§ TASK BRIEF
Keep only the lines of the entries below that contain the string "side", copying each one in full. The match is case-sensitive.
_ _ _ _ _
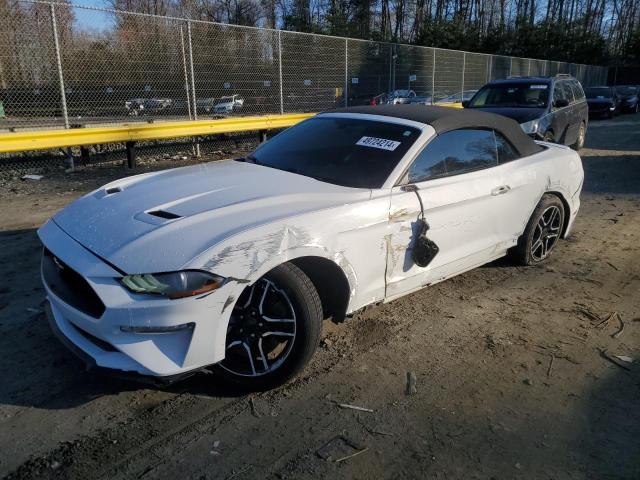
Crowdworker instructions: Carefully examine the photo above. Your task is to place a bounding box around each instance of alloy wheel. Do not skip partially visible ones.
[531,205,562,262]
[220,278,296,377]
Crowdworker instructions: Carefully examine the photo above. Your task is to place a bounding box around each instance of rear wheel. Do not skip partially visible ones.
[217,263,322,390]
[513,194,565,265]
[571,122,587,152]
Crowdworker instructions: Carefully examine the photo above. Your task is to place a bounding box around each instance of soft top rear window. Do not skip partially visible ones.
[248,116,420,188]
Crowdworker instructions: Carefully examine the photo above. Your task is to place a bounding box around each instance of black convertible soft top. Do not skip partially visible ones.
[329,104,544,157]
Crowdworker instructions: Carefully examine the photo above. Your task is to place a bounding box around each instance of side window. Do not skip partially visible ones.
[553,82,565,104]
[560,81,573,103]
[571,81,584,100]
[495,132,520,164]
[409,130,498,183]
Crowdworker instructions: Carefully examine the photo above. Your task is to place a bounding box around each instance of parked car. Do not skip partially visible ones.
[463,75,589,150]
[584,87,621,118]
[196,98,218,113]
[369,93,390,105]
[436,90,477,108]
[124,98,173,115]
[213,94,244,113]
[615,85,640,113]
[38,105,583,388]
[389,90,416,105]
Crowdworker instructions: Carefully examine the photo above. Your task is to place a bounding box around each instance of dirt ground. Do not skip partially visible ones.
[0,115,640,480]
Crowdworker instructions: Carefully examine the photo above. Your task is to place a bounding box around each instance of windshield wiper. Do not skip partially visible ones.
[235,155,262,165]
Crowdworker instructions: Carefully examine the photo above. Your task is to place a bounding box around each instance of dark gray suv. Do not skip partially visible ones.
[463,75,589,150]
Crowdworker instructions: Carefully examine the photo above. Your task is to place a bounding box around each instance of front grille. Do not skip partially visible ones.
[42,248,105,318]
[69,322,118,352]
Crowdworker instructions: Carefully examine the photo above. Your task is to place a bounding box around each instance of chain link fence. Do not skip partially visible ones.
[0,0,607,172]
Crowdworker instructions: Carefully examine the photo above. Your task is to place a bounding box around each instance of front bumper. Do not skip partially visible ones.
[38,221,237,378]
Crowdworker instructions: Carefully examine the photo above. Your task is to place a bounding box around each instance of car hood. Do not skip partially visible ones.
_ _ _ _ _
§ RESULT OF THIS TASK
Crowdworker instructions: Carefully examine the photo above. Your task is to place a bounding box around each instance of side window. Do not skip partially visible ones.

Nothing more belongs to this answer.